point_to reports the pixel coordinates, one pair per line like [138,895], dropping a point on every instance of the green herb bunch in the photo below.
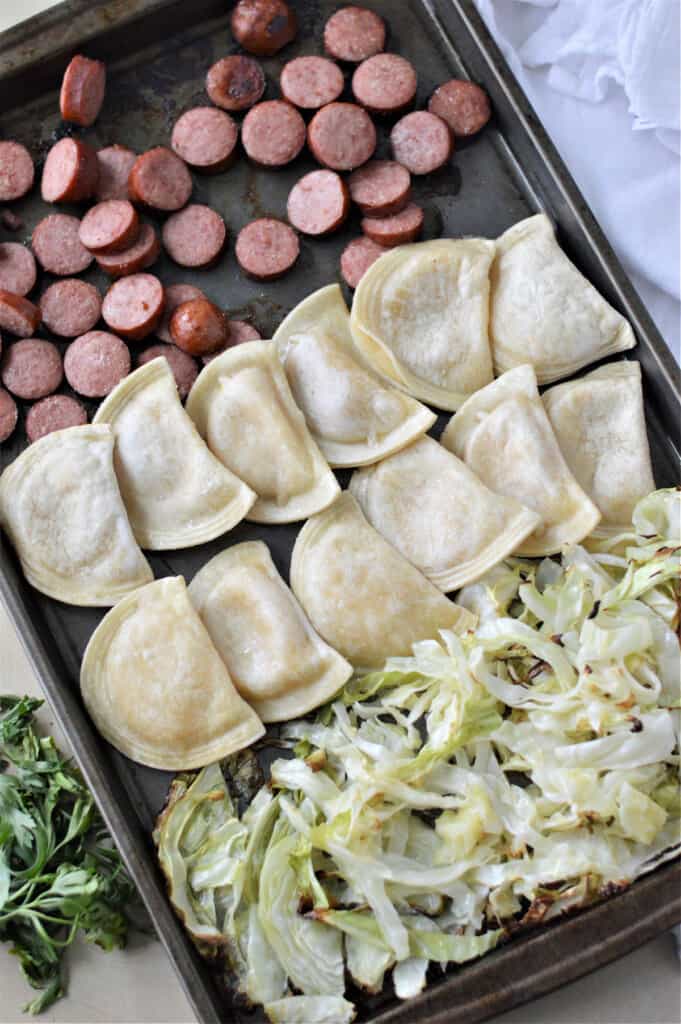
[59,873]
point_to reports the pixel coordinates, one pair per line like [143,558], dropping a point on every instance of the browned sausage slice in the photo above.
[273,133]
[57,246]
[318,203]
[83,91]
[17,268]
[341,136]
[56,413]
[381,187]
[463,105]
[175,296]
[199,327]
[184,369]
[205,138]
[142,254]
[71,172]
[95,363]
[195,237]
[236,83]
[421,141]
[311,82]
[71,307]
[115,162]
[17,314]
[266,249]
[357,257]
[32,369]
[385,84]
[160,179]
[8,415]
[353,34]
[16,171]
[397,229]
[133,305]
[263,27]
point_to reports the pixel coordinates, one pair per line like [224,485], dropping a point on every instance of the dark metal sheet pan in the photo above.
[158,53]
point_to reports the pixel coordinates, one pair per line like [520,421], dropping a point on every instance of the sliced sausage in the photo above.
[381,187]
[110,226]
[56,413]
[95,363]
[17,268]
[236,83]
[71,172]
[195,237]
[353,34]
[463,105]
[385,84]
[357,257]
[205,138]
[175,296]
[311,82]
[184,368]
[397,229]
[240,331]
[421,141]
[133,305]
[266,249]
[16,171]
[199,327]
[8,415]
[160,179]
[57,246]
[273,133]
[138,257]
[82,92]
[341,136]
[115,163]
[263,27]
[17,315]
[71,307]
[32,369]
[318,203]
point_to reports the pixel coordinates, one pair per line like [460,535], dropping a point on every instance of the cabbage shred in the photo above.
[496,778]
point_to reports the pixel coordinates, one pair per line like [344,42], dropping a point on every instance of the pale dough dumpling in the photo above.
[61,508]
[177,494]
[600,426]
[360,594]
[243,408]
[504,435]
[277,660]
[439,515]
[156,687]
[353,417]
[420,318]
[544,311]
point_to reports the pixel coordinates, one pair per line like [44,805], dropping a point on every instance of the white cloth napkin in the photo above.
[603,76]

- - -

TASK GOAL => Retype the records in full, exactly as given, and omit the pictures.

EXERCISE SOLUTION =>
point_to reports the pixel coordinates, one pair per line like [138,895], dropping a point on every instance of the green herb bunch in the photo below.
[59,873]
point_to reports the pixel coordinates, one pair per line like [143,558], dropping a point on every instance of the browned sausage slice in the photo above.
[273,133]
[57,246]
[318,203]
[83,91]
[17,268]
[341,136]
[56,413]
[381,187]
[463,105]
[175,296]
[199,327]
[184,369]
[205,138]
[142,254]
[71,172]
[95,363]
[195,237]
[236,83]
[421,141]
[311,82]
[71,307]
[115,162]
[17,314]
[266,249]
[357,257]
[32,369]
[385,84]
[160,179]
[8,415]
[353,34]
[16,171]
[397,229]
[133,305]
[263,27]
point_to reports the pixel coordinates, one pair per line like [224,485], dropping a point on every instance of the dark metal sheet pan in the photo above.
[158,53]
point_to reports the pixel coordinates, one pair per line like [520,421], dropping a point on every instance of the sliced sausage in the photo above.
[381,187]
[110,226]
[56,413]
[95,363]
[17,268]
[236,83]
[71,172]
[195,237]
[353,34]
[463,105]
[385,84]
[357,257]
[205,138]
[175,296]
[311,82]
[184,368]
[397,229]
[240,331]
[421,141]
[133,305]
[266,249]
[16,171]
[199,327]
[8,415]
[160,179]
[57,246]
[273,133]
[138,257]
[82,92]
[341,136]
[115,163]
[263,27]
[17,315]
[71,307]
[32,369]
[318,203]
point_to reports the pixel coordinates, one pair per line like [460,535], dropping a point on every instance of the cabbage shred in the photo above.
[496,778]
point_to reports the pixel coordinates, one pair per line like [344,42], dropping a point on every instance of the pale dough dumpling in the photo above.
[61,508]
[177,494]
[600,426]
[360,594]
[243,408]
[504,435]
[277,660]
[439,515]
[156,687]
[353,417]
[420,318]
[544,311]
point_to reports the pixel coordinates, one pair per line like [44,805], dropping a point on every instance of the white cloth napkin in the photo above.
[603,76]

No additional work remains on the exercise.